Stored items

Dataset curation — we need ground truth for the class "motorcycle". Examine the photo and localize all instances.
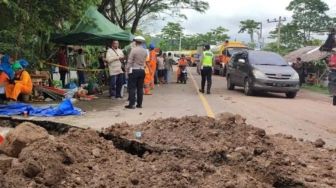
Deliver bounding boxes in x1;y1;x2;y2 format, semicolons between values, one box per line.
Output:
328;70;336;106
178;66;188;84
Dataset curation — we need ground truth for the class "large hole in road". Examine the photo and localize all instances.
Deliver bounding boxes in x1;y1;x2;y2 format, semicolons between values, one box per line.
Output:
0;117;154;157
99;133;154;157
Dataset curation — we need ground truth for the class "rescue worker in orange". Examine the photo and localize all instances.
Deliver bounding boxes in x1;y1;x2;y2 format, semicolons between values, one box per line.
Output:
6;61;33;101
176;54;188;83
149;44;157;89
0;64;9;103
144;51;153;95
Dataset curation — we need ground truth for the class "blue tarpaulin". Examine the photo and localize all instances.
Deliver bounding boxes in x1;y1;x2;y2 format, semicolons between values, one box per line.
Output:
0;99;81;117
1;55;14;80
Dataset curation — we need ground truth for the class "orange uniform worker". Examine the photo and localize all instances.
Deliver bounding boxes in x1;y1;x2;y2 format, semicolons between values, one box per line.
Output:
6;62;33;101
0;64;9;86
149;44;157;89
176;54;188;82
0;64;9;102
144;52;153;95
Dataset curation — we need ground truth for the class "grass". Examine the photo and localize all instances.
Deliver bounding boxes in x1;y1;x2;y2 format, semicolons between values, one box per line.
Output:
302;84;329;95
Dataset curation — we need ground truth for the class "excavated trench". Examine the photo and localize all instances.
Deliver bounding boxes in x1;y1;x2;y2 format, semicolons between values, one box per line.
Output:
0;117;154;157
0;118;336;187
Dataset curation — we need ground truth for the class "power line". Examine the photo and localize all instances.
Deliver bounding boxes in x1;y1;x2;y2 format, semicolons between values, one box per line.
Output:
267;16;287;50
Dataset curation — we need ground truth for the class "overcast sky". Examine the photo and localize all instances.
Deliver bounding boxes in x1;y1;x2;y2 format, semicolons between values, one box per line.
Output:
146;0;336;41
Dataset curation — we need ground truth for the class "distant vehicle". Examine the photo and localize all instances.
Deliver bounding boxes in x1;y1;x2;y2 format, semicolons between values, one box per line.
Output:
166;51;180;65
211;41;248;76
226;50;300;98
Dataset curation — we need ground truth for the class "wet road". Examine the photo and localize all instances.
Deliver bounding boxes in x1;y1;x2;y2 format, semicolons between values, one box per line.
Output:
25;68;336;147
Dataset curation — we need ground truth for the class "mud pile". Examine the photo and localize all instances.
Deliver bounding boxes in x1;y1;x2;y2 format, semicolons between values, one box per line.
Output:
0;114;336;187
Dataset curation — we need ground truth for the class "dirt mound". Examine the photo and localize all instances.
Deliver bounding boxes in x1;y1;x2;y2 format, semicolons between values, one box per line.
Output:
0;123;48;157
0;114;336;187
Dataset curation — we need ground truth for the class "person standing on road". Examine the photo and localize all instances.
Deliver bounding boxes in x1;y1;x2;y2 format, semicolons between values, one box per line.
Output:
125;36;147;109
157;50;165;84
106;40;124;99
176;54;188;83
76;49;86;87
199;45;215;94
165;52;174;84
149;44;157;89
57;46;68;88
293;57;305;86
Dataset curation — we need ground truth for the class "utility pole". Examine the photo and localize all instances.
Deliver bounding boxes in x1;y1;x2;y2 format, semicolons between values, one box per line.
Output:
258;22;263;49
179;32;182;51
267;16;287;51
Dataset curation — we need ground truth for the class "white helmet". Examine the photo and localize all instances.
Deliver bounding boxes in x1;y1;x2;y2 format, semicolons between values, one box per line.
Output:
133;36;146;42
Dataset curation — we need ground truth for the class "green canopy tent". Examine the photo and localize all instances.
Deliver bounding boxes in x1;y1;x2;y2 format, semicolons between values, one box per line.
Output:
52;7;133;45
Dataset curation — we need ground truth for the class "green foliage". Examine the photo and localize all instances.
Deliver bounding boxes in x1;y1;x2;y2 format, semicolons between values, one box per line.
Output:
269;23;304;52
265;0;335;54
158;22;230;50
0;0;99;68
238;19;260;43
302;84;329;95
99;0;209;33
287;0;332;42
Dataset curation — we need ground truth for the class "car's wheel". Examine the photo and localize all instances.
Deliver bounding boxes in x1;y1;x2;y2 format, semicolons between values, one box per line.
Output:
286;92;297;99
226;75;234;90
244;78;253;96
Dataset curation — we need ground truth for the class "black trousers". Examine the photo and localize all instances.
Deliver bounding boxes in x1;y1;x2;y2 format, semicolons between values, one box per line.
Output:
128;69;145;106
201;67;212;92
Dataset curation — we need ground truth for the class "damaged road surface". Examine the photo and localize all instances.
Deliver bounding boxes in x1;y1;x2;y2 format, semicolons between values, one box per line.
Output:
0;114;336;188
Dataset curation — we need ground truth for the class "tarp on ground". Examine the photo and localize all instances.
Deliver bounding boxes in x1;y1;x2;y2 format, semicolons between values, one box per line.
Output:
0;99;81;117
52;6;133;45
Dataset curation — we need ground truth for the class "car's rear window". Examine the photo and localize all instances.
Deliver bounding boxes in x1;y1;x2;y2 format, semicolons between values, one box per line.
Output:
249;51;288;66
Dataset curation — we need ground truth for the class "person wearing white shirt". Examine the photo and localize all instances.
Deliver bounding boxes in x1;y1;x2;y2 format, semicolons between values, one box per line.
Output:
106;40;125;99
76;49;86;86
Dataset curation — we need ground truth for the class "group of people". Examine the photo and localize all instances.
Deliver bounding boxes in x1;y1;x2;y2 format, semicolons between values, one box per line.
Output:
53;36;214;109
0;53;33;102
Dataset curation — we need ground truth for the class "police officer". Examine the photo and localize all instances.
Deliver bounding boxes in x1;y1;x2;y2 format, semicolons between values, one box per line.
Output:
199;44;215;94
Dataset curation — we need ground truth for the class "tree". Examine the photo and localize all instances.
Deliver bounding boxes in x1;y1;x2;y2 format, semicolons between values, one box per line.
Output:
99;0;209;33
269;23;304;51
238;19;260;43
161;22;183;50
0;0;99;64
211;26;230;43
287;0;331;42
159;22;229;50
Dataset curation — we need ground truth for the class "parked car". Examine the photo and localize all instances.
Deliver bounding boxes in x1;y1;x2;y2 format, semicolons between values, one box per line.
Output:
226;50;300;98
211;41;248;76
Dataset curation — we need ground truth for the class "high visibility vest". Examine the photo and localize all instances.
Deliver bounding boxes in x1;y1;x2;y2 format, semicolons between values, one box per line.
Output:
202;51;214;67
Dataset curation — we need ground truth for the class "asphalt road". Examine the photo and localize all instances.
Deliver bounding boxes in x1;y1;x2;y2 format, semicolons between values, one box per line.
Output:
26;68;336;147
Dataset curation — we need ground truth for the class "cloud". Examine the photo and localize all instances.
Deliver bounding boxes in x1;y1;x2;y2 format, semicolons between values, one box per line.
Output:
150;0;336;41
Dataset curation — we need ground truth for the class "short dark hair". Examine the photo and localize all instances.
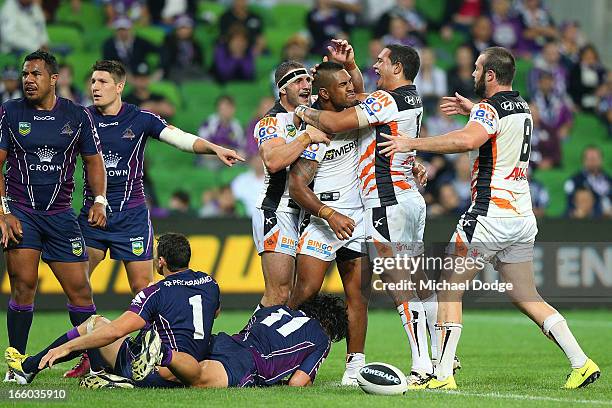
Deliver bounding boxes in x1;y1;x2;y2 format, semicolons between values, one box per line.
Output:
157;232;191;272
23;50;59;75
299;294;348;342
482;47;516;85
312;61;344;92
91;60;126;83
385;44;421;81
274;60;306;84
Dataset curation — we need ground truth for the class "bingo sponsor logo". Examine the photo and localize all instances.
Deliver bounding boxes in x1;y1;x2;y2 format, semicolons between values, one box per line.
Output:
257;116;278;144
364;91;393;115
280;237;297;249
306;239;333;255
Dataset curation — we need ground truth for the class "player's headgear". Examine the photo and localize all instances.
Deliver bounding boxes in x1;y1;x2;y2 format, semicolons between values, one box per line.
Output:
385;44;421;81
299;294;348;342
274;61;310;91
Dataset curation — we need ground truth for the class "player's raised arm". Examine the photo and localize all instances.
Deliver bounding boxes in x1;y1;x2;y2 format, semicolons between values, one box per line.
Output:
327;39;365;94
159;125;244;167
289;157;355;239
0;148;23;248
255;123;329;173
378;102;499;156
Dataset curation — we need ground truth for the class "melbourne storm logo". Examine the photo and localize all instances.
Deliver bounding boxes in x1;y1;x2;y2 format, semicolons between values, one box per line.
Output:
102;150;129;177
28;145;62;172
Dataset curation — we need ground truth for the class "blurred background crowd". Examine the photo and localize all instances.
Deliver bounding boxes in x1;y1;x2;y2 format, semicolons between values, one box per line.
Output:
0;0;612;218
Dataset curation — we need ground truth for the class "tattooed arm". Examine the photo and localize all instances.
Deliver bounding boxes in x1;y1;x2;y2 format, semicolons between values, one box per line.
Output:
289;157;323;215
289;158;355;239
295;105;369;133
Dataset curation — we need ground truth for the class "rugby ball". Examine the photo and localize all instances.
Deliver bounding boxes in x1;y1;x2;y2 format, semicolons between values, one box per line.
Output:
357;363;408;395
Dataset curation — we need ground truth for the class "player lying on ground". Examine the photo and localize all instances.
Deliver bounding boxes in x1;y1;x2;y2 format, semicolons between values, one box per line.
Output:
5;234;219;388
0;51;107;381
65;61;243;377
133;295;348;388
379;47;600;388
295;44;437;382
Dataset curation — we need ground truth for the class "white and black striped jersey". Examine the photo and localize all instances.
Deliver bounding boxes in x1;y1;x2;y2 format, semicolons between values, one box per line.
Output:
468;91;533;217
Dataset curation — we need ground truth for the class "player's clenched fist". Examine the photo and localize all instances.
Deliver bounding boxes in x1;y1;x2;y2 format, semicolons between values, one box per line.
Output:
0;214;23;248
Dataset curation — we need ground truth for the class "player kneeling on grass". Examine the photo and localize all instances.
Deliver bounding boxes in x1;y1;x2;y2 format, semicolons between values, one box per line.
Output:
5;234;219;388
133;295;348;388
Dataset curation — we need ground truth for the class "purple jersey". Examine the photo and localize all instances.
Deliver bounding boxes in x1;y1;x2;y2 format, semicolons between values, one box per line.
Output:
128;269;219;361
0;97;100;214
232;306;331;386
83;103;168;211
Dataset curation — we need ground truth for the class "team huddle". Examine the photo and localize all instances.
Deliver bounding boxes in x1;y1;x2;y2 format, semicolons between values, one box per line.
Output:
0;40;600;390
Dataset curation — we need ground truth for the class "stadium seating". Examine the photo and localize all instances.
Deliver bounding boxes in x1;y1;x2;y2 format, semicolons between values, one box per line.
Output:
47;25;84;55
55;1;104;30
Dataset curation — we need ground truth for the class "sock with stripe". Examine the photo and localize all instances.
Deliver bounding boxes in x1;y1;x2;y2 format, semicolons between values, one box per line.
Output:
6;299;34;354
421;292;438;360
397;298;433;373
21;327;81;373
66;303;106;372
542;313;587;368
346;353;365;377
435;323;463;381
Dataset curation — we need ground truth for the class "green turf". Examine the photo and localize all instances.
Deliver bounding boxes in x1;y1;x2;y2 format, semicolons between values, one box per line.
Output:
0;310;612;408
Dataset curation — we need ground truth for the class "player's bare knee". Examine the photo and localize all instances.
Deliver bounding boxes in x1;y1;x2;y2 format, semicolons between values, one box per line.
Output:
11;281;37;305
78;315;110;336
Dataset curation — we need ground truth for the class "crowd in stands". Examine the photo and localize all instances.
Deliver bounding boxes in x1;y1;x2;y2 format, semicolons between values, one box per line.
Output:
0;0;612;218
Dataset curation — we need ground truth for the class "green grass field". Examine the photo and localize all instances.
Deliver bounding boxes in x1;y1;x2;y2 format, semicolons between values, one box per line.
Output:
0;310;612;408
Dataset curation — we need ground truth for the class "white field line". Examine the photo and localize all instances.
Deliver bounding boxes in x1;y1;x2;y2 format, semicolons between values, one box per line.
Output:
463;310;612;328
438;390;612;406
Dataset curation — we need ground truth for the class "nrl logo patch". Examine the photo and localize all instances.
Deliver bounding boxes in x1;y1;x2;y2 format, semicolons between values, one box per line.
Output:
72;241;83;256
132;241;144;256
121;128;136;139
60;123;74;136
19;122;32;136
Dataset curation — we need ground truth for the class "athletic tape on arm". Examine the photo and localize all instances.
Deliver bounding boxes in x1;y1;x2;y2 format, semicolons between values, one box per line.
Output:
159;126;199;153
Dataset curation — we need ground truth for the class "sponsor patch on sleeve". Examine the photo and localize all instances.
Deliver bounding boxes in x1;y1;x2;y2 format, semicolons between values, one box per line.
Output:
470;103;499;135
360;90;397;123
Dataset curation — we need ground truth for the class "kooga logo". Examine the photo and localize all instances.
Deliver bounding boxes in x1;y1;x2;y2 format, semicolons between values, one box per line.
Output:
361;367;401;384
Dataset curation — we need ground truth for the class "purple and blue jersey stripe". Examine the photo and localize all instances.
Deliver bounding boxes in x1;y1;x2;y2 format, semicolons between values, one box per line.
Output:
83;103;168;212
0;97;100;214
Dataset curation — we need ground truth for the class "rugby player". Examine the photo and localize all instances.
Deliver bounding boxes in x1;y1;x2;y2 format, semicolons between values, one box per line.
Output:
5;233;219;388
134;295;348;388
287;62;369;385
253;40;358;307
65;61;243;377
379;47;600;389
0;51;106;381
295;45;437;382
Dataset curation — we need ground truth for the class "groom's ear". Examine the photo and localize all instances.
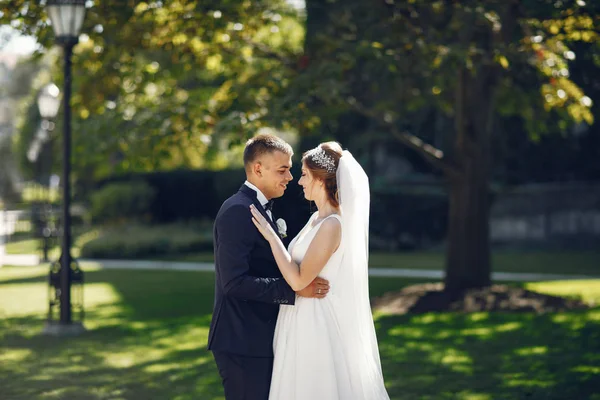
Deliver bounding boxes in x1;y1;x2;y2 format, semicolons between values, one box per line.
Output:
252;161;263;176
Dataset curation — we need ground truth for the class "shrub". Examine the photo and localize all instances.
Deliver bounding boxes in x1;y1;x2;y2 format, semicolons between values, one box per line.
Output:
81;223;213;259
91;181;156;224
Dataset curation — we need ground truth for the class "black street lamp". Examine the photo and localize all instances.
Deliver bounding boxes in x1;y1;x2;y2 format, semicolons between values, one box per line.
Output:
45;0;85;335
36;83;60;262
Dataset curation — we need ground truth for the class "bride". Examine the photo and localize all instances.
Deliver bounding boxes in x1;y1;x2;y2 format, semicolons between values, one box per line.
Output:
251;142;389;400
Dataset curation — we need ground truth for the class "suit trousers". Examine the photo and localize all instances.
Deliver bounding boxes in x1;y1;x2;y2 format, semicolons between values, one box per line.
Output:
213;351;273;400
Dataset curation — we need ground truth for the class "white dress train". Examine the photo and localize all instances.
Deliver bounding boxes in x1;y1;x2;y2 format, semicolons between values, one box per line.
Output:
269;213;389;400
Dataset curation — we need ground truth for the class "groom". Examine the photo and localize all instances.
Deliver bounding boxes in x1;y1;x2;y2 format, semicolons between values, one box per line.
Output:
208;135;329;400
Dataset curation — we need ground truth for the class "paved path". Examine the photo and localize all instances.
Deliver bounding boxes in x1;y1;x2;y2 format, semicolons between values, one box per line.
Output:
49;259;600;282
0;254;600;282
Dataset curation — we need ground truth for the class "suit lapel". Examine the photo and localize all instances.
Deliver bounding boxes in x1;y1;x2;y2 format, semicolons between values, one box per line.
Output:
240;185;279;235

- Work instructions
Count the lines of the material above that contain the string "black", with case taken into account. Give only the number.

- Task solution
3